**Tasks to complete:**
1. In the interview excerpt on NVIDIA's culture, why does Jensen Huang say the company does not need to pretend that it is always in peril? Answer in one to three sentences.
2. According to the interview excerpt on NVIDIA's culture, where on the spectrum does Huang think the company should live?
3. Return a passage from the interview excerpt on NVIDIA's culture, word for word. Begin at the words "ADI IGNATIUS: Yep." and stop after "to spur innovation?".

**Quoted passage:**
********************
ADI IGNATIUS: Yep. I’m interested in hearing more about NVIDIA’s culture. One of your vice presidents was quoted as saying, “Working at NVIDIA feels existential every day. We feel like the company is going to go bankrupt tomorrow.” So I’m wondering, is that deliberate? Do you try to instill a sense of paranoia to try to spur innovation?
JENSEN HUANG: You don’t have to instill it. If you don’t think you’re in peril, it’s probably because you have your head in the sand. There are no companies that are assured survival. We have the benefit of having built the company from the ground up and having not exaggerated circumstances of nearly going out of business, actual experiences of nearly going out of business a handful of times, we don’t have to pretend that the company’s always peril. The company’s always in peril and we feel it.I don’t need and the company doesn’t need assurance that we will do well in order to do our best work. And so I think the company living somewhere between aspiration and desperation, living somewhere within that spectrum is a lot better than either always optimistic or always pessimistic. And so I think a guarded level of optimism and realistic understanding that the company could be in peril at any given time, and we have to stay focused and alert and do our best work and constantly earn the right to be in business. Those feelings and that sensibility I think is really good and healthy for companies to have.
********************
**Data listing:**
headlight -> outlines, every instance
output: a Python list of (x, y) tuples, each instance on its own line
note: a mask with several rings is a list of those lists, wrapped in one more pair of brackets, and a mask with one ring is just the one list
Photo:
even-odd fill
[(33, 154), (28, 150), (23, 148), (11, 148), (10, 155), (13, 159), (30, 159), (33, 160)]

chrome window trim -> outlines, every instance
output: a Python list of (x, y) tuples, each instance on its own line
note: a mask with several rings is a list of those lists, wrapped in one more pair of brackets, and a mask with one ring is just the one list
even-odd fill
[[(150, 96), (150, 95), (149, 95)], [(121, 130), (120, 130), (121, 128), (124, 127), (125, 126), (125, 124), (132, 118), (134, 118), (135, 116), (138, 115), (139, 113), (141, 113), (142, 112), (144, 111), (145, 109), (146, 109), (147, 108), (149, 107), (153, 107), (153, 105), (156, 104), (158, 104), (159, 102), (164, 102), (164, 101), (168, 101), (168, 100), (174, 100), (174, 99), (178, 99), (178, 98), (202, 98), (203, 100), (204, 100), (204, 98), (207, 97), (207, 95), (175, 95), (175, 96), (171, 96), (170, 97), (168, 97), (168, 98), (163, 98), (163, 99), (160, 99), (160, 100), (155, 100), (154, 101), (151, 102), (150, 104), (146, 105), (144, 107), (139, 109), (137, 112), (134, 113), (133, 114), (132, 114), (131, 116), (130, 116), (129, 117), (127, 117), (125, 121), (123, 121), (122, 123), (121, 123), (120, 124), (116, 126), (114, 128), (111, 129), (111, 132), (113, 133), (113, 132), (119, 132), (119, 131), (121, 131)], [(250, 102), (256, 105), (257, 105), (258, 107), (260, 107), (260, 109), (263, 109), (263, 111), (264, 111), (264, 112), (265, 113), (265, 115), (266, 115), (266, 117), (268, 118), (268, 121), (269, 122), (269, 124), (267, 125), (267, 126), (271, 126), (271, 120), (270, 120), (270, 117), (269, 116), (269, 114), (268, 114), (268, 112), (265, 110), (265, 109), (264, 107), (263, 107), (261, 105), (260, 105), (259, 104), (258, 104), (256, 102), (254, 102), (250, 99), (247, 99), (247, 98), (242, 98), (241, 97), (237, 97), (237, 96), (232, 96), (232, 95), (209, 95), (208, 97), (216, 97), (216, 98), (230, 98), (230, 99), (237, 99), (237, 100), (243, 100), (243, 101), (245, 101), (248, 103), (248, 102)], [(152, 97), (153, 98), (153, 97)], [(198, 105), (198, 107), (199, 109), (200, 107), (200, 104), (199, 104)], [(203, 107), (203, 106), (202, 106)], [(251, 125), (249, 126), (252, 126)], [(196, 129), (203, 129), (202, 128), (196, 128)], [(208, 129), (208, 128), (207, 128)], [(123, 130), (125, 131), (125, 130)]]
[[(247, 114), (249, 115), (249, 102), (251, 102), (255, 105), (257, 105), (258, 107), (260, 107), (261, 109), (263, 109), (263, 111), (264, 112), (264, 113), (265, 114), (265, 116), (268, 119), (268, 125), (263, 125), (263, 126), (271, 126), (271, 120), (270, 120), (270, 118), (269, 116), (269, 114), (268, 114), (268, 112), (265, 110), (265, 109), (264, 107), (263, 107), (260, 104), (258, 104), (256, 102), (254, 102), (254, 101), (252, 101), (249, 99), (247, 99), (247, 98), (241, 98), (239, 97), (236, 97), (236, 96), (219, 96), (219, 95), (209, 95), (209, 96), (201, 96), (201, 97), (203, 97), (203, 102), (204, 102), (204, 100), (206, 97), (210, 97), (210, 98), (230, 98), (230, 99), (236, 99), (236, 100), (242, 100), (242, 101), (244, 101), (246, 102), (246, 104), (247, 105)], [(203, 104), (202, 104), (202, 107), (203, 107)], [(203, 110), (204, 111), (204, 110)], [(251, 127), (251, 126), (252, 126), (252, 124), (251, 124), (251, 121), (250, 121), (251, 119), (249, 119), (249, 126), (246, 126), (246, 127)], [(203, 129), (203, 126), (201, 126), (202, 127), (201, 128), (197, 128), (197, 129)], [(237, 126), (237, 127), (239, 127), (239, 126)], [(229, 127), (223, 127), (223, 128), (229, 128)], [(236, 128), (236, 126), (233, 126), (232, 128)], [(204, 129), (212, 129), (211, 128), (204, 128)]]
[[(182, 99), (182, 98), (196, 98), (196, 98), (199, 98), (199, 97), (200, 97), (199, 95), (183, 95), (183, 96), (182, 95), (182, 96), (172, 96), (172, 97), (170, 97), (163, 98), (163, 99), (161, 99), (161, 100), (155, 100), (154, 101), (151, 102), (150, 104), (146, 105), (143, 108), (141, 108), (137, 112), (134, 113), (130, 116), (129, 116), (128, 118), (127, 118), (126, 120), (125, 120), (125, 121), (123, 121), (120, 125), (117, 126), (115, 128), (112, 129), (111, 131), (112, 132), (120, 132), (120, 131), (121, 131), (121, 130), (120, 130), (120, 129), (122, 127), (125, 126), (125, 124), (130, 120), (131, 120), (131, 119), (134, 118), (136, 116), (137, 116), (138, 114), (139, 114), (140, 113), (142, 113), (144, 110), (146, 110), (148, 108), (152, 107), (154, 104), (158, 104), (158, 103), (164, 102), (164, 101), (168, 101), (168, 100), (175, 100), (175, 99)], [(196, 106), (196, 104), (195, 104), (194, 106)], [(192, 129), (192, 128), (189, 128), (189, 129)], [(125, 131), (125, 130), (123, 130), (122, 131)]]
********************
**Outputs for the tasks:**
1. The company has no need to pretend because it was built from the ground up and has actually come close to going out of business a handful of times. Those real experiences mean the company genuinely feels that it is always in peril.

2. Somewhere between aspiration and desperation.

3.
ADI IGNATIUS: Yep. I’m interested in hearing more about NVIDIA’s culture. One of your vice presidents was quoted as saying, “Working at NVIDIA feels existential every day. We feel like the company is going to go bankrupt tomorrow.” So I’m wondering, is that deliberate? Do you try to instill a sense of paranoia to try to spur innovation?